Challenge: Rewrite the records, beginning at the line that has "framed religious icon" and stopping after the line that has "172], [62, 170]]", with "even-odd" changed to "nonzero" and everything else left as it is.

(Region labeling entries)
↓↓↓

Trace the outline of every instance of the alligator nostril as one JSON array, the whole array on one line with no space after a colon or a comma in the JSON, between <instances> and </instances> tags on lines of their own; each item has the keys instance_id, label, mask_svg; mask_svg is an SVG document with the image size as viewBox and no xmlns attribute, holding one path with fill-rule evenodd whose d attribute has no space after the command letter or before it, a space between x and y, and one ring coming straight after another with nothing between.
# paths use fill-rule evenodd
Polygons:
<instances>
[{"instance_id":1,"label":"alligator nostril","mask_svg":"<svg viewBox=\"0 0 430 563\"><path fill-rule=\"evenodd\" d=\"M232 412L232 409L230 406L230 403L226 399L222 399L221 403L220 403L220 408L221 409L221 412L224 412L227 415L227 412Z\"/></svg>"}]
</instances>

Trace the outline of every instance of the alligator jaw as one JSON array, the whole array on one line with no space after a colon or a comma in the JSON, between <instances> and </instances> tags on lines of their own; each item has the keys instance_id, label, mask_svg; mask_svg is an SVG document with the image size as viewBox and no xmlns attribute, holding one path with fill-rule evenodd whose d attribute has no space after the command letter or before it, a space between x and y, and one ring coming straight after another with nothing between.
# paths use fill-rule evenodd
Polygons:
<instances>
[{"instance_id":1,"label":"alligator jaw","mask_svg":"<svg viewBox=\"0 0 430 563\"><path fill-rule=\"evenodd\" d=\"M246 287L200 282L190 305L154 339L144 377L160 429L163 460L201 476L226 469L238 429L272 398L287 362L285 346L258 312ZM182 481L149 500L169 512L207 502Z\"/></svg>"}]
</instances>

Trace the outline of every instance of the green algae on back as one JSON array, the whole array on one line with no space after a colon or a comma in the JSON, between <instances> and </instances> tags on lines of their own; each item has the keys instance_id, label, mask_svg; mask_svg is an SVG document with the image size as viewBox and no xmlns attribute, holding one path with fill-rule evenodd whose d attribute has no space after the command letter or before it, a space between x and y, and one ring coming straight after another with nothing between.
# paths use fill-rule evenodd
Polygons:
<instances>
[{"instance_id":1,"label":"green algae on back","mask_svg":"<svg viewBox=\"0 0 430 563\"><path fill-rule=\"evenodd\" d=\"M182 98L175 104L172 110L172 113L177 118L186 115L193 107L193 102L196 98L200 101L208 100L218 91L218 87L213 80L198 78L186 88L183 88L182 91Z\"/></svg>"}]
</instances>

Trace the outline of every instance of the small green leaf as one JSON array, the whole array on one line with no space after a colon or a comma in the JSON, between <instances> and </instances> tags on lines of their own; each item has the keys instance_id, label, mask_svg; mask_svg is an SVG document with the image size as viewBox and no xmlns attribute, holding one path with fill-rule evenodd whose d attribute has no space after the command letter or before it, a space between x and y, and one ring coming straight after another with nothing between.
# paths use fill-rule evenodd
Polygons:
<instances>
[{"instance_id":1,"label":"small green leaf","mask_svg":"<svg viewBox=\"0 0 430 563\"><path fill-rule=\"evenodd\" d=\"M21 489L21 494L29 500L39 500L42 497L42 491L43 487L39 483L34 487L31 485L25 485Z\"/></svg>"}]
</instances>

↑↑↑
↓↓↓

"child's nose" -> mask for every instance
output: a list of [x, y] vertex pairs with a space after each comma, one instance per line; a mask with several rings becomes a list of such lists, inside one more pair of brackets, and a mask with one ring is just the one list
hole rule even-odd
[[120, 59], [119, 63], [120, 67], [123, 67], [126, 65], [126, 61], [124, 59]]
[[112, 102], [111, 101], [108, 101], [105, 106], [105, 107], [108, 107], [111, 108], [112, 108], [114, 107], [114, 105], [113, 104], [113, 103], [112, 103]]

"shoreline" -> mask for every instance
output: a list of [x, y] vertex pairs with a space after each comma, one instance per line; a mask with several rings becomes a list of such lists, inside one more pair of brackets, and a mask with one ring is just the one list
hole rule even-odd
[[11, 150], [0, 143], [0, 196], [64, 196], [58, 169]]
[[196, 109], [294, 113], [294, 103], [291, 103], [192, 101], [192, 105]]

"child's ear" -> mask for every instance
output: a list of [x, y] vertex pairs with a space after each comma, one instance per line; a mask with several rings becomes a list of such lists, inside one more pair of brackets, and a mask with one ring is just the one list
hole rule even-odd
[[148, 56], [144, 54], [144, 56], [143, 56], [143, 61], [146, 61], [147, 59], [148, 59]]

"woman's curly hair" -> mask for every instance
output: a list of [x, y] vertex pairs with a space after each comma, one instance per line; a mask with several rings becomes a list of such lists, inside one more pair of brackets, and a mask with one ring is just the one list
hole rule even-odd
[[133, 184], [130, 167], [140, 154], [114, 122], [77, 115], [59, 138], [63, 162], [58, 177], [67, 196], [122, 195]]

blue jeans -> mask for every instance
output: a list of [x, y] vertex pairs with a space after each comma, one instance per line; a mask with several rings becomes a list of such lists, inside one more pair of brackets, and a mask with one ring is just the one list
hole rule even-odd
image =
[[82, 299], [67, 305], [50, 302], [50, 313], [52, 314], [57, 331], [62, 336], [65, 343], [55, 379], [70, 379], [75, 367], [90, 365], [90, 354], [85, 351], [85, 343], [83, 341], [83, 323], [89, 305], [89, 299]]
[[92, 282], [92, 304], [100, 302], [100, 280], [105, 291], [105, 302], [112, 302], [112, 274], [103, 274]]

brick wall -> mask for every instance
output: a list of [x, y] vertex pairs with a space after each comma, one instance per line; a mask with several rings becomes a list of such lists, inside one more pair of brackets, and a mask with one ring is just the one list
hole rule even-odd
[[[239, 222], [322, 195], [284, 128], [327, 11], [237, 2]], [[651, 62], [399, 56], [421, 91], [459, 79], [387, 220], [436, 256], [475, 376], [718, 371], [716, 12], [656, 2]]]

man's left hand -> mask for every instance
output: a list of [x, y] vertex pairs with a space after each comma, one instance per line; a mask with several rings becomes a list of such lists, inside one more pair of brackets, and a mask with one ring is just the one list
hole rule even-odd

↑↑↑
↓↓↓

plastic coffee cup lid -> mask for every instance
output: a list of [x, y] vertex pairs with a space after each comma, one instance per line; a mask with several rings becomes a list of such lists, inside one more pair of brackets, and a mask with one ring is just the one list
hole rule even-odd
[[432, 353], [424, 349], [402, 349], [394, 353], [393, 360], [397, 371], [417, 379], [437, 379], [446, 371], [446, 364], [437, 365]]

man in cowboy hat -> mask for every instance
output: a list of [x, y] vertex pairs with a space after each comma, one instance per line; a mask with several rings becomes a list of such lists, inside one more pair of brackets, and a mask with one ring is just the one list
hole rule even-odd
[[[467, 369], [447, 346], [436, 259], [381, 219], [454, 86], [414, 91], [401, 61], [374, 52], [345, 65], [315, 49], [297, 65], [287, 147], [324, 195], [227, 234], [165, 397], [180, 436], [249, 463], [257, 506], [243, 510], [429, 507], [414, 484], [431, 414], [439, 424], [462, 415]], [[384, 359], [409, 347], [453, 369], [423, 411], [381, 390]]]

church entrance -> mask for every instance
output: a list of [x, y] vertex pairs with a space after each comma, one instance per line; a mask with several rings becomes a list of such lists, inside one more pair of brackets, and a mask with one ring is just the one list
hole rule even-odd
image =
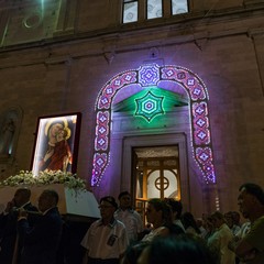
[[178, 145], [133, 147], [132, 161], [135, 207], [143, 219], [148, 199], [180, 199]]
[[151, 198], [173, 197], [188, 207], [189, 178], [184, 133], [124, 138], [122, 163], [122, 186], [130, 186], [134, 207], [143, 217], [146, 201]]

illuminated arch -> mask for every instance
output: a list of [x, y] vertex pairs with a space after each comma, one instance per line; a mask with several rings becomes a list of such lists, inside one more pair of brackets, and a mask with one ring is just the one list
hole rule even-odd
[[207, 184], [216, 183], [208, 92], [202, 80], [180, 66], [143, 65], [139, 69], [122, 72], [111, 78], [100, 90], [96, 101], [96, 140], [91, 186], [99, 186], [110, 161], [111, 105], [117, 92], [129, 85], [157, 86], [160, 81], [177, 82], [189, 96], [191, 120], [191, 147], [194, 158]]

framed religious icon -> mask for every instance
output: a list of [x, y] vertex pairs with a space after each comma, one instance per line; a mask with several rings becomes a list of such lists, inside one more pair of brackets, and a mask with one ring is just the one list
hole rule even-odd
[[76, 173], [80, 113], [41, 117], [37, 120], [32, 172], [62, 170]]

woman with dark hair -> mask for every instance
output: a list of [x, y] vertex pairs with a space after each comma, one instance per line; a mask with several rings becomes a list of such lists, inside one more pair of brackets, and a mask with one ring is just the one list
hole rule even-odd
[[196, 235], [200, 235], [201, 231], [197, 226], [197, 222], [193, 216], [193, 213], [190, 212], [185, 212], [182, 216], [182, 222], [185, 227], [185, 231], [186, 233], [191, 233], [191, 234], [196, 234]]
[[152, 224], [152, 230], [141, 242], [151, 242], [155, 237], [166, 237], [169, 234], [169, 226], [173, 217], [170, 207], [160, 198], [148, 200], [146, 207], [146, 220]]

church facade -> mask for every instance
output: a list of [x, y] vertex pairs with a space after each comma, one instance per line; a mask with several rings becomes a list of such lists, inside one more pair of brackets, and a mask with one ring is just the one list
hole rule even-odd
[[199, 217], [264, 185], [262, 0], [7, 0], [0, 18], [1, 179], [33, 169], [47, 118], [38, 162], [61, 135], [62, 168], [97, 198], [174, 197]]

↑↑↑

Task response:
framed religious icon -> mask for every instance
output: a list of [x, y] vertex pairs with a space after each comma, one instance per line; a mask with several rings becomes a list of such lists, inside one more pair of brackets, and a mask with one ring is just the one list
hole rule nonzero
[[76, 173], [80, 113], [41, 117], [37, 120], [32, 172], [62, 170]]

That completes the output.